*** DATA SECTION
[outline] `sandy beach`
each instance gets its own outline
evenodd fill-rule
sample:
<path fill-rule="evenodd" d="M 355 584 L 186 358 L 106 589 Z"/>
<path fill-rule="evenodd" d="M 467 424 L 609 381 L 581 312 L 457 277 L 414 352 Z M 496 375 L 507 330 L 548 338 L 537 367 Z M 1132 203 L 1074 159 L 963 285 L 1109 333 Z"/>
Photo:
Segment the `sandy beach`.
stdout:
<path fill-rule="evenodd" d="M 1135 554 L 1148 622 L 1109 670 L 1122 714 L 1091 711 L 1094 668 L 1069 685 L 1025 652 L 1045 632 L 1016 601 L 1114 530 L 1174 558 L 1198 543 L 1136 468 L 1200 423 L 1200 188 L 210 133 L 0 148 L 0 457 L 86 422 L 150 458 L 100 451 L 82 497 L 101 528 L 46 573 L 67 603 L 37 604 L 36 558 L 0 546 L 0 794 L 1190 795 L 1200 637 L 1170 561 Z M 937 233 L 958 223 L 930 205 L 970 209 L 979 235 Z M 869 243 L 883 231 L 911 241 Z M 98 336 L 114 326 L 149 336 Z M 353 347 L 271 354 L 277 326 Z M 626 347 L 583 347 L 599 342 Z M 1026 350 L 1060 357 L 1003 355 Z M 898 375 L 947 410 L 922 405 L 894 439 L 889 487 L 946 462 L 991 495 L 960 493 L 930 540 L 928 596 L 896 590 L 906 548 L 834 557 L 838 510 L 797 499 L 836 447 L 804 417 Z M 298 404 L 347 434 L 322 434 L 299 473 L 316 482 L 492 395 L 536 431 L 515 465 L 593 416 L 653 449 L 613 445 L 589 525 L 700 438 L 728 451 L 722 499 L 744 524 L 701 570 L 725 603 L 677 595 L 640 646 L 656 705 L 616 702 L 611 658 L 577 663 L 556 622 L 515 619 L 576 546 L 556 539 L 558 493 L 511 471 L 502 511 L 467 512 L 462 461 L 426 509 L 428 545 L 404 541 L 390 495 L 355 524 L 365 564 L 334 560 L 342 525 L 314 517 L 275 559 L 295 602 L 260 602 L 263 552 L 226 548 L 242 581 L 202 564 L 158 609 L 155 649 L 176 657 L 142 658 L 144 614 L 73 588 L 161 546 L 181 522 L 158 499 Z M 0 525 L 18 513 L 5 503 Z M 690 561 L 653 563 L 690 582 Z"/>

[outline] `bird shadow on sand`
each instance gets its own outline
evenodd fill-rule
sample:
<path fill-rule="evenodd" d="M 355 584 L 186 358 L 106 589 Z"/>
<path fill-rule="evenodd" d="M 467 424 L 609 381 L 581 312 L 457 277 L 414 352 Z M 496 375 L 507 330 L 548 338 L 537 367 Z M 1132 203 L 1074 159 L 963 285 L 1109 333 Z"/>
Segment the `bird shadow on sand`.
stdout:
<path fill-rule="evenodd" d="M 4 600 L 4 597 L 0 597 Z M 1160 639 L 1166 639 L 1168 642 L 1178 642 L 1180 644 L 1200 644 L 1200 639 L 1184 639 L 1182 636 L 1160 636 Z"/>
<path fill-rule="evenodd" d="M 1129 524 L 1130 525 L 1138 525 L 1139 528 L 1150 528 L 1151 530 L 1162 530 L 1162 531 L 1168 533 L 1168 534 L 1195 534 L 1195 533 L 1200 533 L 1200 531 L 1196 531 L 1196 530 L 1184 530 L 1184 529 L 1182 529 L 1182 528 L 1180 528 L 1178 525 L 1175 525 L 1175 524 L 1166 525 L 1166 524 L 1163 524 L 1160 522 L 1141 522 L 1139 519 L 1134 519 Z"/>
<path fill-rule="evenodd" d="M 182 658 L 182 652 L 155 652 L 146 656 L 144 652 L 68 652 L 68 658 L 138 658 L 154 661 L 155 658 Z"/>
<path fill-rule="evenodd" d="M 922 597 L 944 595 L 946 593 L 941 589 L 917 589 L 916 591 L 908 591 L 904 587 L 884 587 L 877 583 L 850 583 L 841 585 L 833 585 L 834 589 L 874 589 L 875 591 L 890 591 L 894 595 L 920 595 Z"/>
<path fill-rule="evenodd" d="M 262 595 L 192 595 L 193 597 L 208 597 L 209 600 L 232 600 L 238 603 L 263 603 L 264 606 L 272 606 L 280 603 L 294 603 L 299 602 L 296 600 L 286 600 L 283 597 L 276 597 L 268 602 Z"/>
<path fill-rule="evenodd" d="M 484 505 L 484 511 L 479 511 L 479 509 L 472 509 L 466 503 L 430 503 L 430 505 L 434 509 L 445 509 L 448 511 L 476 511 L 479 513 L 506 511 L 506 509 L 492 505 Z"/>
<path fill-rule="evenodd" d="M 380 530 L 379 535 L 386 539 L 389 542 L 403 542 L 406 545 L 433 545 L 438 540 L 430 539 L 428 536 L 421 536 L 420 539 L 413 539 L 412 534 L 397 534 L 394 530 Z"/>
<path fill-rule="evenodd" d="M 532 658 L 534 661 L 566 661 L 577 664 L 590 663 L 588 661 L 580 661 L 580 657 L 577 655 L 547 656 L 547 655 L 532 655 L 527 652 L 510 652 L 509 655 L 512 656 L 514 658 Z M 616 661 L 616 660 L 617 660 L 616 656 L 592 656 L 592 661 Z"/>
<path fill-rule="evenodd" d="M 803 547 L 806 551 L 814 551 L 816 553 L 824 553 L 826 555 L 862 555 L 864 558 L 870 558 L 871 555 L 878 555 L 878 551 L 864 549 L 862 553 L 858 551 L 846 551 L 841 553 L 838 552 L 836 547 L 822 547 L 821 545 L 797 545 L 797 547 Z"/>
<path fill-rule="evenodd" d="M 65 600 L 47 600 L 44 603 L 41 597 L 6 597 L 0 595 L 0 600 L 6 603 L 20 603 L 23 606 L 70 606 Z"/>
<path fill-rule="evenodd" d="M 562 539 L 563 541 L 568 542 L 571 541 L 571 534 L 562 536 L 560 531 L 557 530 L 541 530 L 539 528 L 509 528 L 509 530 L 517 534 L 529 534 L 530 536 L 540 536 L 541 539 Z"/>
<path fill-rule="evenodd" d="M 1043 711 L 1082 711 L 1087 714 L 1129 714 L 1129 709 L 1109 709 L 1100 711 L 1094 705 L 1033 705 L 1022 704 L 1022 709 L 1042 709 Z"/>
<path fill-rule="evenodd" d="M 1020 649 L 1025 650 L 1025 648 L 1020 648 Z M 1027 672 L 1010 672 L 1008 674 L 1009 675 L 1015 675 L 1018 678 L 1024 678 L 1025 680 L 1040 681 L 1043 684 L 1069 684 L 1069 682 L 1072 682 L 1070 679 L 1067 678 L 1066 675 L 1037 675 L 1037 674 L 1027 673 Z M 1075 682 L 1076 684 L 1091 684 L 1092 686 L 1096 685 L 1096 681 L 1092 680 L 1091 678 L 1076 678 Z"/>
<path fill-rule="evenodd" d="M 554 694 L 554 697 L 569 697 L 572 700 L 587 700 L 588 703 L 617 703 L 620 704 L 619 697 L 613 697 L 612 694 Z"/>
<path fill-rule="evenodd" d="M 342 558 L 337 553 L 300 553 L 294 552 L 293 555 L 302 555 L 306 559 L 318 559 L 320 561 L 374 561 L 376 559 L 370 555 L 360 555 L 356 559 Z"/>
******
▶ THE REQUEST
Tally the lines in the listing above that contain the string "sandy", treating case as significant. Reply with the number only.

▶ RESULT FOR THIS EXERCISE
2